◆ **What is needed**
Write out the lines of the records below without any change, beginning with the line that contains "the rust streak" and ending after the line that contains "(834, 1042)".

[Dataset rows]
___
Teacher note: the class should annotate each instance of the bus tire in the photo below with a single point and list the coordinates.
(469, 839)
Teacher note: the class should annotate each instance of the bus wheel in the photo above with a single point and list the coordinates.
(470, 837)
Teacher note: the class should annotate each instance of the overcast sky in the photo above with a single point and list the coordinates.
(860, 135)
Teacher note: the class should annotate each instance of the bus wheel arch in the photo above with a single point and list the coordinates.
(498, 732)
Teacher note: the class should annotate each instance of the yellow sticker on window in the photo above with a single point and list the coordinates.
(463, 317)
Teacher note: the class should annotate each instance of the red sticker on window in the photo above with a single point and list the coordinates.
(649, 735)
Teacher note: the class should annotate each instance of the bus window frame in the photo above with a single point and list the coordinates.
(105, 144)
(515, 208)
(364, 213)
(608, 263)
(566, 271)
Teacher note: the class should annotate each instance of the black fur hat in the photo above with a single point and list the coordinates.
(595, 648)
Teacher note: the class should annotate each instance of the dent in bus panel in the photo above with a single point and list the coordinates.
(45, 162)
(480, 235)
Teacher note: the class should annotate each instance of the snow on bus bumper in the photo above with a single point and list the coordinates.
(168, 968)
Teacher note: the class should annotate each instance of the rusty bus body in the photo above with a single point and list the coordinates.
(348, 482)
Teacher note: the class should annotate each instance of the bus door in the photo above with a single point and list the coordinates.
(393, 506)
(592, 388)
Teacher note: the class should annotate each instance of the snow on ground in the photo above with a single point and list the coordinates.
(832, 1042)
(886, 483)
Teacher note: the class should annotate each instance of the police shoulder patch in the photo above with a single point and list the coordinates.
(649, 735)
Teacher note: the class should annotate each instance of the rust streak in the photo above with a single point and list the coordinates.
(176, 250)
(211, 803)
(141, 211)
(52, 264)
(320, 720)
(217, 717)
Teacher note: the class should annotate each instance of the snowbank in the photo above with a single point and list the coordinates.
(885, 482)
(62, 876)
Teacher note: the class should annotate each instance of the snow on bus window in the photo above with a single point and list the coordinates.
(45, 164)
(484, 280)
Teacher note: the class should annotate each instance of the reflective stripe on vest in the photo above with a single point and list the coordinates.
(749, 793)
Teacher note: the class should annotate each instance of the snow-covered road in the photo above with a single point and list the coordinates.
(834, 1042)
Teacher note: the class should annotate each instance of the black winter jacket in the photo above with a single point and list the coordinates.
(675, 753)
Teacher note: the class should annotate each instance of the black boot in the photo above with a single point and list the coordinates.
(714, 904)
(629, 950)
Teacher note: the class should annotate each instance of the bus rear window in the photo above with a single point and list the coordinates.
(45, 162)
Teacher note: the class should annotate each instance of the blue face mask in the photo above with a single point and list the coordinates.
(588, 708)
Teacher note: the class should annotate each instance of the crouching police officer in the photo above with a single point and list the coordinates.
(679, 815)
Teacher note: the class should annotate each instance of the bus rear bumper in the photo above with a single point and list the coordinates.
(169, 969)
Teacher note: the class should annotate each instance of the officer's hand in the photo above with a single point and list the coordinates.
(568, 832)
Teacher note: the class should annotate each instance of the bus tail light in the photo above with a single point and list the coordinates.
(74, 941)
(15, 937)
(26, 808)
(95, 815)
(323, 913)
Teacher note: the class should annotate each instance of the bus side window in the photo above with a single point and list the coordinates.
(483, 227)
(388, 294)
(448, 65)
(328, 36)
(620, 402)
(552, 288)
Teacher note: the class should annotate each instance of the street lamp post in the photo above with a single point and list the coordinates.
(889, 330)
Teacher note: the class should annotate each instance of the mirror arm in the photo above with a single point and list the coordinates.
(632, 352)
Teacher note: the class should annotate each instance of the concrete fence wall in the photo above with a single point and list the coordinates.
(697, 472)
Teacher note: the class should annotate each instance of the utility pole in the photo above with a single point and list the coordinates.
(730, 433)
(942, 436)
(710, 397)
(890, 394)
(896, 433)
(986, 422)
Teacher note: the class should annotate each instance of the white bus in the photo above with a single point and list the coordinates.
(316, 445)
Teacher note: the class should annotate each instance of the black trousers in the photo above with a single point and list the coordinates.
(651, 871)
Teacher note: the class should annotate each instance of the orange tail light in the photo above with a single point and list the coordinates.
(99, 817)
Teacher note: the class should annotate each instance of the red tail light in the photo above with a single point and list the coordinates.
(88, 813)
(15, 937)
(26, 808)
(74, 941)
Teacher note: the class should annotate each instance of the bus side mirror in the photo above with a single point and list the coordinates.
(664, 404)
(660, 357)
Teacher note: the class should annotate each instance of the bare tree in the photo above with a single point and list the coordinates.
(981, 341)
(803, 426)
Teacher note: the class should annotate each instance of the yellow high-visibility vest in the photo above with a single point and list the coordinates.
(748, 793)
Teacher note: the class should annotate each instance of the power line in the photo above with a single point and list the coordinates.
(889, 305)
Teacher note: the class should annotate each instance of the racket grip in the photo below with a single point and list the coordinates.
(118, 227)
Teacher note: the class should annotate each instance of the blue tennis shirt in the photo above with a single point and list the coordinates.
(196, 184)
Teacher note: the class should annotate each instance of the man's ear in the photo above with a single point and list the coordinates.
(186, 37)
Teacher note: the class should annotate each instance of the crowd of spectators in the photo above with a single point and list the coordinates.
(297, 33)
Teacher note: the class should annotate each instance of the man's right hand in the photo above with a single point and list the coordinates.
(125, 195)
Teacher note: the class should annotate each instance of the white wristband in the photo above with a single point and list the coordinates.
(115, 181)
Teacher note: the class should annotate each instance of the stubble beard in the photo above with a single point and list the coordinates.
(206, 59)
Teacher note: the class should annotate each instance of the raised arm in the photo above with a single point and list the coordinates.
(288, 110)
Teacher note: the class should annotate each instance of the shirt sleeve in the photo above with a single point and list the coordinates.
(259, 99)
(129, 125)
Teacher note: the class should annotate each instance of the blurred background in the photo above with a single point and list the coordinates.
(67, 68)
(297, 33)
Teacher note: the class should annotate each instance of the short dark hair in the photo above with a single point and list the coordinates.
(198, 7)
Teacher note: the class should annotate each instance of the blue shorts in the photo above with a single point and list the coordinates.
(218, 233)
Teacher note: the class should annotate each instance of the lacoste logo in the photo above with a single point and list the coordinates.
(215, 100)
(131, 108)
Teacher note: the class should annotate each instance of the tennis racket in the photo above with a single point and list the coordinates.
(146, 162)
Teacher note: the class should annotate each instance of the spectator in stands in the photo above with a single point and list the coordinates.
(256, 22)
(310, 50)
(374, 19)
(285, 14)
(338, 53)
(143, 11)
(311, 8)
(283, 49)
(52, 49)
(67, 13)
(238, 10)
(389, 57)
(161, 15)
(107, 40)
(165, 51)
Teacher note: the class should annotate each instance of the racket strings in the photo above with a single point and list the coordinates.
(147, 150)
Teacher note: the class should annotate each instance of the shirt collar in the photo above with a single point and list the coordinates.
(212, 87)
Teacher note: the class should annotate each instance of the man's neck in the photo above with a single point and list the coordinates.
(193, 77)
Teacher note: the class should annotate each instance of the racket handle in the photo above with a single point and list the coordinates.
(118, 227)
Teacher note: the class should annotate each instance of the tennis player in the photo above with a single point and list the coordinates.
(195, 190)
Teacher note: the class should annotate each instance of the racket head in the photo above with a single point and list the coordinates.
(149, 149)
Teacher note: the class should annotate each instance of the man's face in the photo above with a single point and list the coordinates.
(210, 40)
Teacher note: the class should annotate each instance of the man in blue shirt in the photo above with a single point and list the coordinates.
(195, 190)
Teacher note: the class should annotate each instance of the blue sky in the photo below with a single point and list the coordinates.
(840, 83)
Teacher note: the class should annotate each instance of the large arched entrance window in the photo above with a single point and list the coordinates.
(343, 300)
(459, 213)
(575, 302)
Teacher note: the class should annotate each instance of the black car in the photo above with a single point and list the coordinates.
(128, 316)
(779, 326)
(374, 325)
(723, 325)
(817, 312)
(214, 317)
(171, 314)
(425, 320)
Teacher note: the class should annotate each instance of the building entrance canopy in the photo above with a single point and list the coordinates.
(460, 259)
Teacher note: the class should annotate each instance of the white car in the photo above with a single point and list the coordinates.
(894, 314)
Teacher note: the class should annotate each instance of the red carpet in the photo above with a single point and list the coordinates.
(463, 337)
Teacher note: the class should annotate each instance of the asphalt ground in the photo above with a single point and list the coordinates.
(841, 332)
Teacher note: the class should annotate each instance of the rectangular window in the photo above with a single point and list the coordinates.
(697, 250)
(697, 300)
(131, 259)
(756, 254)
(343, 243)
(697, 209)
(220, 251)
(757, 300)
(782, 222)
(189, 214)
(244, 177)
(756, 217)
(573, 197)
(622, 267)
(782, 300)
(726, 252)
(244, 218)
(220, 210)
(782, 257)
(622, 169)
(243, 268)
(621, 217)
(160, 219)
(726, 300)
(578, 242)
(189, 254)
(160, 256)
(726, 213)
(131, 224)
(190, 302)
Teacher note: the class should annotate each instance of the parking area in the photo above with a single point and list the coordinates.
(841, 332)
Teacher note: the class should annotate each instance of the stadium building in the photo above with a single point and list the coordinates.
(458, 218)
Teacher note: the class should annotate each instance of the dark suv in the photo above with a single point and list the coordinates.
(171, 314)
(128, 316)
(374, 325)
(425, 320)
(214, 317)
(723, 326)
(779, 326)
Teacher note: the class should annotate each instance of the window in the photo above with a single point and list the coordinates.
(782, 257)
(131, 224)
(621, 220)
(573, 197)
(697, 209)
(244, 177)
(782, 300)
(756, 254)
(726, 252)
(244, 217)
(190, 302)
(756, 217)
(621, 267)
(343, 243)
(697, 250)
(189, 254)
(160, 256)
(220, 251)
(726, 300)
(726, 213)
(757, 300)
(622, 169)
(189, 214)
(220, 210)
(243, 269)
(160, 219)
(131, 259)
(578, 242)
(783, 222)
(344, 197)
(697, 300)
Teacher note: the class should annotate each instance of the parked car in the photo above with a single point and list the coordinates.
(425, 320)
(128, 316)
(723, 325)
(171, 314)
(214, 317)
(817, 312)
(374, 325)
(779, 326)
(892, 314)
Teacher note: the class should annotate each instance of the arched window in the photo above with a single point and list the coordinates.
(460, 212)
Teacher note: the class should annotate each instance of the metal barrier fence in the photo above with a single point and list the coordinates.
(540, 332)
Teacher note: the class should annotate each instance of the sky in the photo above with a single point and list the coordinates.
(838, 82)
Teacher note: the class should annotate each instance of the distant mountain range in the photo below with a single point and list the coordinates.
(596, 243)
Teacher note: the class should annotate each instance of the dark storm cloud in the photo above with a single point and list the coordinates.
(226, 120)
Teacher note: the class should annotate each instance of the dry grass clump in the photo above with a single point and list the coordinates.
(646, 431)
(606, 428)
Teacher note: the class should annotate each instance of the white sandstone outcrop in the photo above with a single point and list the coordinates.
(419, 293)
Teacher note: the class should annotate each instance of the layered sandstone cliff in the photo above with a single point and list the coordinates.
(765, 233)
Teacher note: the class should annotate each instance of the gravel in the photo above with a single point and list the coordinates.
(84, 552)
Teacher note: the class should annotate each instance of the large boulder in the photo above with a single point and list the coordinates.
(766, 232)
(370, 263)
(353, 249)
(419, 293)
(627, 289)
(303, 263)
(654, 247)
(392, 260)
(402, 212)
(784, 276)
___
◆ **Result**
Teacher note: the class should annotate each instance of the rust streak in the photo above with a single point and list the coordinates.
(176, 250)
(211, 803)
(141, 211)
(52, 264)
(320, 720)
(217, 717)
Teacher note: the class should annotate each instance of the snowbank in the photo above with a single point and list the coordinates.
(885, 482)
(62, 876)
Teacher note: the class should annotate each instance of the snow on bus window in the photo above with a single point and list the coordinates.
(45, 164)
(484, 280)
Teacher note: the class should annotate each instance of the reflective stripe on vest in the photo above with a single point and list the coordinates.
(749, 793)
Teacher note: the class should annotate each instance of the snow-covered road in the photo above with a single point and list the coordinates.
(834, 1042)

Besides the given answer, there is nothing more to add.